Given entries

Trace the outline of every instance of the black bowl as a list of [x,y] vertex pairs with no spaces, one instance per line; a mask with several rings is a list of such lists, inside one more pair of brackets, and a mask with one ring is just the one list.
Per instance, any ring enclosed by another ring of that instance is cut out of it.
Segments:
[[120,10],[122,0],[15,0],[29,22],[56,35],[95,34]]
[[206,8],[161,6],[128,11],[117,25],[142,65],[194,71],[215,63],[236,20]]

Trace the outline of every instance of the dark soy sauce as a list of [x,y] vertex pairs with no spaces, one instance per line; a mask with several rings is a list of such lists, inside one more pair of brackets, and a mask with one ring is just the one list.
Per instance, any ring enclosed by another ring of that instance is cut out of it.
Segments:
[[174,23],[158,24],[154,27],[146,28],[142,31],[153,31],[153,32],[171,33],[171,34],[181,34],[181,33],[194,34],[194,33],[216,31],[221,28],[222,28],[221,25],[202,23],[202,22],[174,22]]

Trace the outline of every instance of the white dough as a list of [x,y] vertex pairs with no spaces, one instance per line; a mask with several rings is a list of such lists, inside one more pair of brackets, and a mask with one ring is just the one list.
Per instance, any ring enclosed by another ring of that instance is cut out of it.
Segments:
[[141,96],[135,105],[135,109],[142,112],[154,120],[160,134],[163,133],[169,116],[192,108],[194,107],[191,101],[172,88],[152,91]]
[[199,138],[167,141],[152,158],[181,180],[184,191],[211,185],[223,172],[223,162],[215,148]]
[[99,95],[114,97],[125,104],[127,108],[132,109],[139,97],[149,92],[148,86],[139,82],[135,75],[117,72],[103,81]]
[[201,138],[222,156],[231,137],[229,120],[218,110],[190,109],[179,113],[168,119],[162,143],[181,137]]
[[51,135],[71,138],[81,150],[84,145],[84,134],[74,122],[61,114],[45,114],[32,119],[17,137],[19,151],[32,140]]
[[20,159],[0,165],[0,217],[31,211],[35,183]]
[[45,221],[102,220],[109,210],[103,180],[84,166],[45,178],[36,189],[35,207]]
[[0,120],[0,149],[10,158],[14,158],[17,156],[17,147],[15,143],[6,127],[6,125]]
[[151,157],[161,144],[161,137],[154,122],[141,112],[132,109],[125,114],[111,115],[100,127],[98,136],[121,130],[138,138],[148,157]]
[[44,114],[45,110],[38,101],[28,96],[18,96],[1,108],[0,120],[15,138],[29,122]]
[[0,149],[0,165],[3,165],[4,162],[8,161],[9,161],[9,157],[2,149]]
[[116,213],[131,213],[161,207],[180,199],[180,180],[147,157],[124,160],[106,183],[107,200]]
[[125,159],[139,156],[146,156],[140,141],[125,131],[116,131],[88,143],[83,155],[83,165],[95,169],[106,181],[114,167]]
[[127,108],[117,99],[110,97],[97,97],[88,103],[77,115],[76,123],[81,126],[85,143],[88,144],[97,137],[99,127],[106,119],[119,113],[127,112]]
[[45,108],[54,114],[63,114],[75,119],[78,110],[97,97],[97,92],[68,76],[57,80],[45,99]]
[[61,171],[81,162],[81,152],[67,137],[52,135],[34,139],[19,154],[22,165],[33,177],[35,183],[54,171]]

Brief
Rewrite the entries above from their start up to and including the line containing "[[120,10],[122,0],[15,0],[29,22],[56,35],[95,34]]", keeping the requests, and scale every coordinate in the answers by 0.6, rounding to whole numbers with halves rounded up. Give only those lines.

Written reply
Trace the outline of every instance of the black bowl as a list of [x,y] vertex pairs with no spaces, one instance per line; a mask with several rings is a list of such lists, inside one more pair of brackets, and a mask with one ring is just the one list.
Per instance, any ring enclosed by another ring of that instance is cut out of it.
Segments:
[[72,6],[73,0],[9,0],[17,13],[34,21],[57,20]]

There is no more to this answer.